## [INSTRUCTIONS TO FOLLOW]
Could you print the entries word for word, starting at the line that contains "Tag every instance of the uniformed" and ending with the last of the entries? Leave the pictures out of your answer.

## [RECORDS FOR PROCESSING]
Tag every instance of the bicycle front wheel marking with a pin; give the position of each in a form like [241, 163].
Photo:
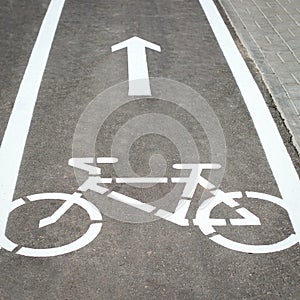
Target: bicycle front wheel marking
[91, 233]
[206, 225]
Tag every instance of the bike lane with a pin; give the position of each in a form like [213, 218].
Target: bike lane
[135, 257]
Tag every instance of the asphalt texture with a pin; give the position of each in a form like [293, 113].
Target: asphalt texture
[132, 259]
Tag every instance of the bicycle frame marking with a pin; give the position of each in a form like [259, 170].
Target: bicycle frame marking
[202, 219]
[179, 215]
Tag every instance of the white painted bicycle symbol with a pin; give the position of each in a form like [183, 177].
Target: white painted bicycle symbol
[203, 218]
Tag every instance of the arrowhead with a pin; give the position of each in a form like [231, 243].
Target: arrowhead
[135, 42]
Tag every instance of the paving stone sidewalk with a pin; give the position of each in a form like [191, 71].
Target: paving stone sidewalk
[270, 30]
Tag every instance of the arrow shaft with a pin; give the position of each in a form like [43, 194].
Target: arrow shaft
[138, 74]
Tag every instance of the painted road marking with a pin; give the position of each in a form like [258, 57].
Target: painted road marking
[14, 140]
[279, 160]
[138, 75]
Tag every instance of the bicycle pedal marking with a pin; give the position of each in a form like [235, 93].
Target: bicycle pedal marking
[206, 224]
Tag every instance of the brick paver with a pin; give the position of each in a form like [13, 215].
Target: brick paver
[270, 30]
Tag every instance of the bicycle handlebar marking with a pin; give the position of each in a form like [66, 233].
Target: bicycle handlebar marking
[203, 220]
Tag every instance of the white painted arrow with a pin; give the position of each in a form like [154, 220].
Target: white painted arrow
[138, 75]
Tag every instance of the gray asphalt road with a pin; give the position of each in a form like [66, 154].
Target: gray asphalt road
[137, 255]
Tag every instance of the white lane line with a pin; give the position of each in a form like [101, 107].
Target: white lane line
[279, 160]
[14, 140]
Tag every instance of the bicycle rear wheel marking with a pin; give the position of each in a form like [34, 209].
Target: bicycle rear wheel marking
[206, 225]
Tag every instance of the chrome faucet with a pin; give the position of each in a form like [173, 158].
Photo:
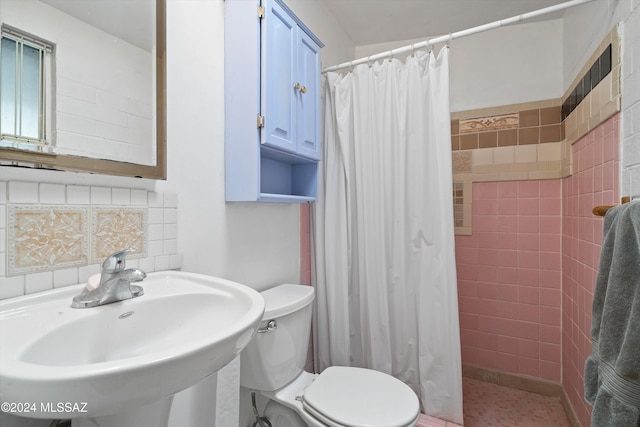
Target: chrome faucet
[115, 283]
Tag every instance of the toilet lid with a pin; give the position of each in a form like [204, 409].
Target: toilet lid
[357, 397]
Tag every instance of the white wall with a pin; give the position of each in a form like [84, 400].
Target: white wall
[253, 243]
[509, 65]
[584, 29]
[103, 85]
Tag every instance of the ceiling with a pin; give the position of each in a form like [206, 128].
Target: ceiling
[129, 20]
[381, 21]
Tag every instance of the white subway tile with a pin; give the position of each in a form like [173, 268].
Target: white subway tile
[38, 282]
[11, 287]
[66, 277]
[156, 200]
[3, 262]
[170, 216]
[147, 264]
[87, 271]
[170, 231]
[170, 200]
[3, 192]
[133, 262]
[156, 232]
[52, 193]
[23, 192]
[121, 196]
[170, 246]
[175, 261]
[162, 263]
[78, 195]
[155, 216]
[139, 197]
[100, 195]
[155, 248]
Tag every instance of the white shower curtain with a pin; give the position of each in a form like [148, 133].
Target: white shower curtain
[384, 237]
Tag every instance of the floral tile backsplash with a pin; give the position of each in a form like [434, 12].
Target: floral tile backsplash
[55, 235]
[114, 229]
[42, 237]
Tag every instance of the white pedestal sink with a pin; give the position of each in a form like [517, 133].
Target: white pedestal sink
[120, 364]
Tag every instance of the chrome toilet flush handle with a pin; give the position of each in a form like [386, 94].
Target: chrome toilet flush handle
[272, 325]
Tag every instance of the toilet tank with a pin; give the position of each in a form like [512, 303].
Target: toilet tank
[274, 358]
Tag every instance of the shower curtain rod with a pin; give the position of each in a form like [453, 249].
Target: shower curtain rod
[459, 34]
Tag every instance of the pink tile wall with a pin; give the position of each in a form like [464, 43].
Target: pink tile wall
[305, 244]
[509, 274]
[594, 182]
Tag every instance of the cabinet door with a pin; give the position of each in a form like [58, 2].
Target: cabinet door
[308, 106]
[278, 95]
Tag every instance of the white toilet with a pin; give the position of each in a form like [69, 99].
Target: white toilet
[273, 363]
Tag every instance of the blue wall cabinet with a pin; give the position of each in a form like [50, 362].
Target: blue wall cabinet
[272, 104]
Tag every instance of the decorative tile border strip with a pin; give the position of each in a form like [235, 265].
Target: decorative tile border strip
[45, 237]
[495, 123]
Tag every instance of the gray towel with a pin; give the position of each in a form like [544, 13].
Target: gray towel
[612, 371]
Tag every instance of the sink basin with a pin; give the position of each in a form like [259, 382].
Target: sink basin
[125, 355]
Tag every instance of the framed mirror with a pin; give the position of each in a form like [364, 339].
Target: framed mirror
[103, 109]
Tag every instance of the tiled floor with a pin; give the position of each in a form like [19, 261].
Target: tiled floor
[491, 405]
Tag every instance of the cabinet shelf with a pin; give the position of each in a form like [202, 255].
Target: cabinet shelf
[272, 70]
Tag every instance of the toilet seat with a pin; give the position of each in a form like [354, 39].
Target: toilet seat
[356, 397]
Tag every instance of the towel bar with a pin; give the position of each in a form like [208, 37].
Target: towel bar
[602, 210]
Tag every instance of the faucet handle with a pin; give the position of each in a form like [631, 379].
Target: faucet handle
[117, 261]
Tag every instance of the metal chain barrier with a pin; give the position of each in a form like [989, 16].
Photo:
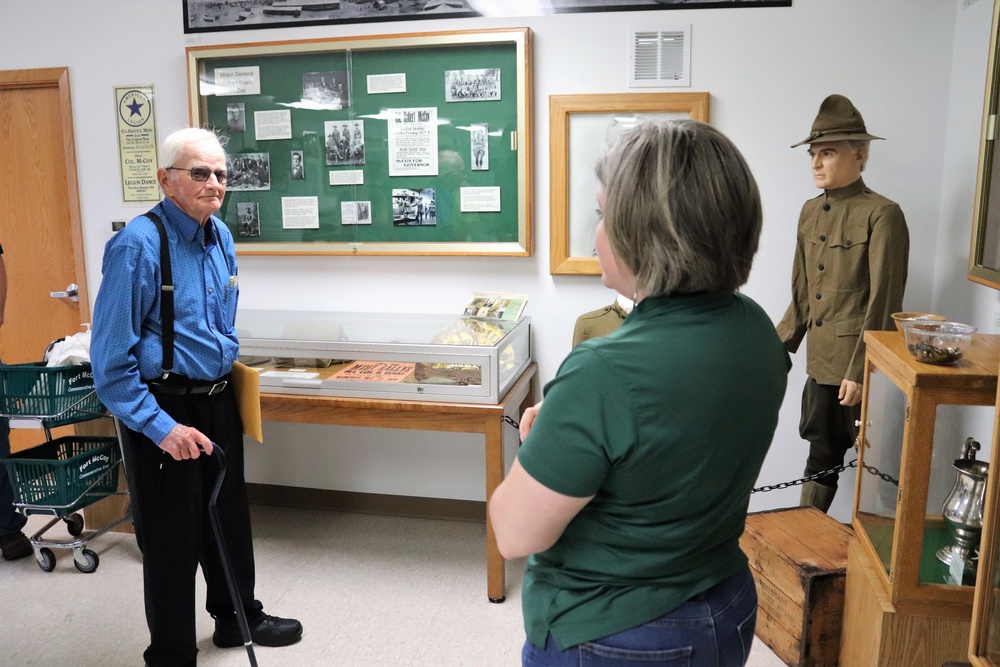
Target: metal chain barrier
[838, 469]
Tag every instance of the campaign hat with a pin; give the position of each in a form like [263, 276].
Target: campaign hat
[838, 120]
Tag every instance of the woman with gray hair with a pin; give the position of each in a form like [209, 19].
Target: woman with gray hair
[631, 488]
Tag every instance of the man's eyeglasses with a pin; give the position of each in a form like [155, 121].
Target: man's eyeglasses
[201, 174]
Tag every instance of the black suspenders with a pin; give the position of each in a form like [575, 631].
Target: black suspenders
[166, 296]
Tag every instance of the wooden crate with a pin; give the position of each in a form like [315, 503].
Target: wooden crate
[799, 560]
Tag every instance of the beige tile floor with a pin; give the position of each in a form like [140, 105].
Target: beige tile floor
[371, 591]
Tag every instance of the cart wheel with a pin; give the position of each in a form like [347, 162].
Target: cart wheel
[46, 559]
[74, 524]
[90, 561]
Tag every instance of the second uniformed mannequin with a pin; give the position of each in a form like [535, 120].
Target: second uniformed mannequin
[602, 321]
[848, 277]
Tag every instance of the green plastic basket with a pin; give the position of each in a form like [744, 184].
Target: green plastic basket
[59, 395]
[63, 475]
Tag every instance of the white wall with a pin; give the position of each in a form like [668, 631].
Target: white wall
[915, 68]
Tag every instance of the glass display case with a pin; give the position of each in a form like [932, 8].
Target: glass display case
[907, 465]
[385, 356]
[904, 604]
[984, 649]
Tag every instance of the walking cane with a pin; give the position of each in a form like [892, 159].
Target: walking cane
[234, 594]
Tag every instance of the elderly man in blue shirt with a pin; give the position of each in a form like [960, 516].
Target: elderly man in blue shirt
[175, 409]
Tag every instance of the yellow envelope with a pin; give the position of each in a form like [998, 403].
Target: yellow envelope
[246, 384]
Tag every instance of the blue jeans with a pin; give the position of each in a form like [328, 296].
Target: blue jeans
[714, 629]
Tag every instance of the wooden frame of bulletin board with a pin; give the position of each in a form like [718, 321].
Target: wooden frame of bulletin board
[413, 144]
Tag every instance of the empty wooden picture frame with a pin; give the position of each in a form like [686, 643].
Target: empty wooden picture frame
[581, 128]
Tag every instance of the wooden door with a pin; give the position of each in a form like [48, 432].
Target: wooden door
[40, 227]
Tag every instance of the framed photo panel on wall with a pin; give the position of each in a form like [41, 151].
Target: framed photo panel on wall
[414, 144]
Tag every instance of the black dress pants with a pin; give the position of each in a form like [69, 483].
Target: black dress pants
[170, 511]
[829, 427]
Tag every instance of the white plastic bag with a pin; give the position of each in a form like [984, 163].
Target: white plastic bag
[70, 351]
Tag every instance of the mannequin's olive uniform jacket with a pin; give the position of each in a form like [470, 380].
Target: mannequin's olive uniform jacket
[848, 277]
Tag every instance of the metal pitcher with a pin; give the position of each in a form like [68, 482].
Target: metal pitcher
[963, 509]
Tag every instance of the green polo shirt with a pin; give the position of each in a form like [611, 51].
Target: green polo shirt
[666, 423]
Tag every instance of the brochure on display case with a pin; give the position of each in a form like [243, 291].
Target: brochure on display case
[496, 306]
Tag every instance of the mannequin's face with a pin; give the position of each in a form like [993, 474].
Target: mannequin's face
[834, 164]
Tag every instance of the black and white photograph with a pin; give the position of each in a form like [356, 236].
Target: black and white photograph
[413, 208]
[480, 147]
[219, 15]
[345, 142]
[326, 90]
[236, 117]
[249, 171]
[356, 213]
[248, 214]
[472, 85]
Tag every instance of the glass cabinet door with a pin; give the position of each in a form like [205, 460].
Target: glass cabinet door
[879, 477]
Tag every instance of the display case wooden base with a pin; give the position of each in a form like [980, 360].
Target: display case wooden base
[877, 634]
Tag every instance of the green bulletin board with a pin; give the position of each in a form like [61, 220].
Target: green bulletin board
[476, 82]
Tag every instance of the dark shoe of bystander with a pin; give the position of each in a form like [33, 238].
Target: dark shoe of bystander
[15, 545]
[265, 630]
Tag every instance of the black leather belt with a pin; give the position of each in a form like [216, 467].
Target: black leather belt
[179, 385]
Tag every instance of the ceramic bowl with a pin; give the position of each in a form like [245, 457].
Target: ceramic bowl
[902, 318]
[940, 343]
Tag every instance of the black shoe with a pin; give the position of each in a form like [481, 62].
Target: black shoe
[15, 545]
[267, 631]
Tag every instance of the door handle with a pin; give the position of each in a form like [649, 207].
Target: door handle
[72, 293]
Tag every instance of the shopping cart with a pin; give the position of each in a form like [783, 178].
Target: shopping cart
[63, 475]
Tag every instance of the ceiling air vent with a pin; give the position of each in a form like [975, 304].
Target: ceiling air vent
[659, 58]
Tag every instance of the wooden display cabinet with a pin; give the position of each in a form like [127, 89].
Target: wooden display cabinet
[984, 642]
[902, 605]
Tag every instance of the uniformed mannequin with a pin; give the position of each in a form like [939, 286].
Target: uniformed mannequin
[848, 277]
[602, 321]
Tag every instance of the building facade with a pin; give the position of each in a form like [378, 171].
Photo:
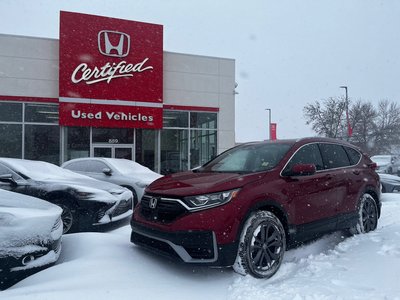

## [ANSWER TO THIS TASK]
Tag every instance of the uniformed mannequin with a pin; give the position of each in a form like [939, 286].
Target: uniformed mannequin
[848, 277]
[602, 321]
Tag every instance of the building facade with a pin; give the position of each in a form like [378, 171].
Photo:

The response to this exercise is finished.